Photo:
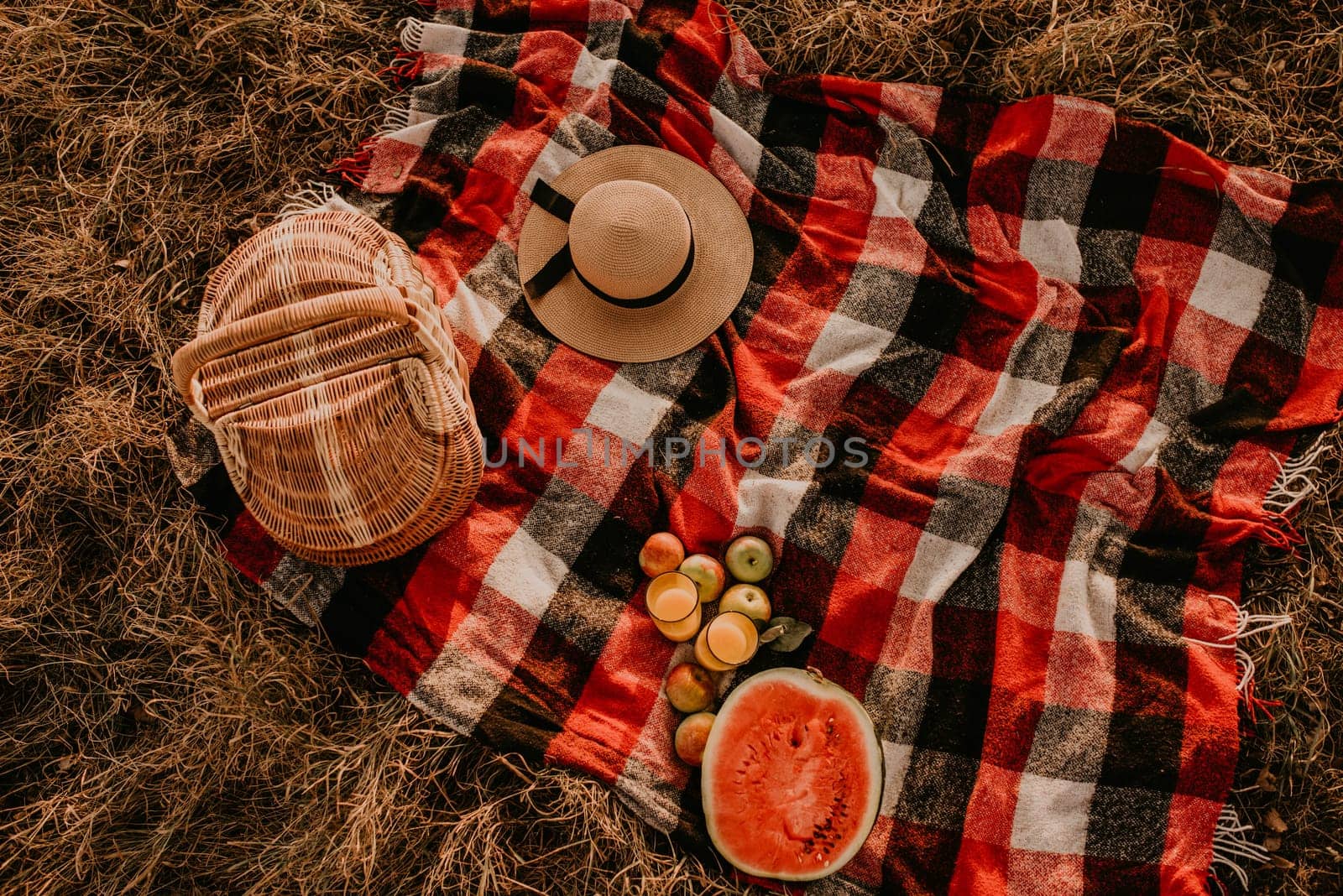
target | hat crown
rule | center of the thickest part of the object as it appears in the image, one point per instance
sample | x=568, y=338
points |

--------------------------------

• INSTRUCTIONS TO FOLLOW: Write out the data above exactly as it appears, but without any image.

• EXPECTED OUTPUT:
Photo:
target | hat crown
rule | center of the thickest part of the object as it appears in the image, one point per instance
sample | x=568, y=338
points |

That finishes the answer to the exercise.